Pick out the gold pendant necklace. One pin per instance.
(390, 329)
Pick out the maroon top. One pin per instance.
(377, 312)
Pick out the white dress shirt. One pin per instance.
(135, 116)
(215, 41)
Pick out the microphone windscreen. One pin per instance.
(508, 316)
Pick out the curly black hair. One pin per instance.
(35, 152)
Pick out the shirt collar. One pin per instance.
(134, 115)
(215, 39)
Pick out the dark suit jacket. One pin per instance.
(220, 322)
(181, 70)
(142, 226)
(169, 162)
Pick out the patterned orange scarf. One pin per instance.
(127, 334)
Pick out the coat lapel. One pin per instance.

========

When you answer, return the records above exactly as they stand.

__Answer section__:
Pick out the gold pendant necklace. One pin per instance.
(390, 329)
Pick out the maroon top. One pin per instance.
(377, 312)
Pick out the white dress shirt. One pin per instance.
(135, 116)
(215, 41)
Pick out the microphone windscreen. One pin per instance.
(508, 316)
Pick out the curly black hair. One pin per instance.
(35, 152)
Pick out the shirt collar. One pin per instance.
(134, 115)
(215, 39)
Pick out the dark suit jacket. One pin per instance.
(220, 322)
(181, 70)
(142, 226)
(169, 162)
Pick out the patterned orange scarf. One pin per instance.
(127, 334)
Pick out the coat lapel. One pin per instance.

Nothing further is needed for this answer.